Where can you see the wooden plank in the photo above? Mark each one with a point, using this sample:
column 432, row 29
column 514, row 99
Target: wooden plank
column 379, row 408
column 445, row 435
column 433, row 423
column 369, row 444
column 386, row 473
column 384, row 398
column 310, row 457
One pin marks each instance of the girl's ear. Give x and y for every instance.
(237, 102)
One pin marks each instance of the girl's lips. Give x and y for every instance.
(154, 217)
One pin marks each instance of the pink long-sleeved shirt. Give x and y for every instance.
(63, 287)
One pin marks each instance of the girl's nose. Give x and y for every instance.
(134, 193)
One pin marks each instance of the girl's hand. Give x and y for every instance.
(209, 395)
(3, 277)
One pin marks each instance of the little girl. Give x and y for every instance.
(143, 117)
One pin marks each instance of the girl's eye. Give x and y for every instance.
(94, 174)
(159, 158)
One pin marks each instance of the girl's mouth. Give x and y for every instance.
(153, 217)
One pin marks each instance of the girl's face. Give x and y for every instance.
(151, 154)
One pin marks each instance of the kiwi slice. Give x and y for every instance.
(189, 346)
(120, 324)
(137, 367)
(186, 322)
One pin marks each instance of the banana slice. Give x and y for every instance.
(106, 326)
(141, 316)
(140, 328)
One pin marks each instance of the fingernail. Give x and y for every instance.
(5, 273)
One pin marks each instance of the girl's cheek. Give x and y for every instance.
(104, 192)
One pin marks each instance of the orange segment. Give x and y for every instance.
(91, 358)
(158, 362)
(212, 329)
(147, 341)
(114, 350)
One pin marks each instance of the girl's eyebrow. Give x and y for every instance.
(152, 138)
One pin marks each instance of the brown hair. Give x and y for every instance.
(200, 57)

→ The request:
Please copy all of the entries above word for word, leaving every line unchanged.

→ Full response:
Where can you see the wooden plank in the photo above? Mark each one with a point, using this sample:
column 432, row 29
column 514, row 99
Target: wooden plank
column 379, row 408
column 445, row 435
column 433, row 423
column 369, row 444
column 386, row 473
column 384, row 398
column 310, row 457
One pin marks each instance of the girl's ear. Give x and y for every instance.
(237, 102)
One pin marks each instance of the girl's lips. Give x and y for every instance.
(154, 217)
One pin marks each instance of the pink long-sleeved shirt. Give x and y for every instance.
(63, 287)
One pin marks each instance of the girl's nose. Give x and y for every instance.
(134, 193)
One pin marks each instance of the girl's hand. Give x and y for every instance.
(209, 395)
(3, 277)
One pin marks each instance of the little girl. Give x and y for every instance.
(143, 117)
One pin marks each instance of the girl's eye. Give x and y for every instance.
(94, 174)
(159, 158)
One pin marks each instance of the girl's mouth. Give x and y for every instance.
(153, 217)
One pin marks each instance of the girl's face. Give x and y for every instance.
(151, 154)
One pin marks each instance of the kiwi slice. Give x and y for every instance.
(189, 346)
(120, 324)
(137, 367)
(186, 322)
One pin marks each instance of the banana slice. Give x and y for every instance.
(106, 326)
(141, 316)
(140, 328)
One pin marks each instance of the fingernail. Give x and y for every instance.
(5, 273)
One pin marks each instance of the girl's cheek. Give x and y for every instance.
(104, 192)
One pin marks each instance of the orange segment. Give x and y for every instance.
(91, 358)
(158, 362)
(212, 329)
(147, 341)
(114, 350)
One pin marks each instance of the girl's eyebrow. Give x and y for every instance.
(152, 138)
One pin marks each instance of the brown hair. Give x and y for every instance.
(200, 57)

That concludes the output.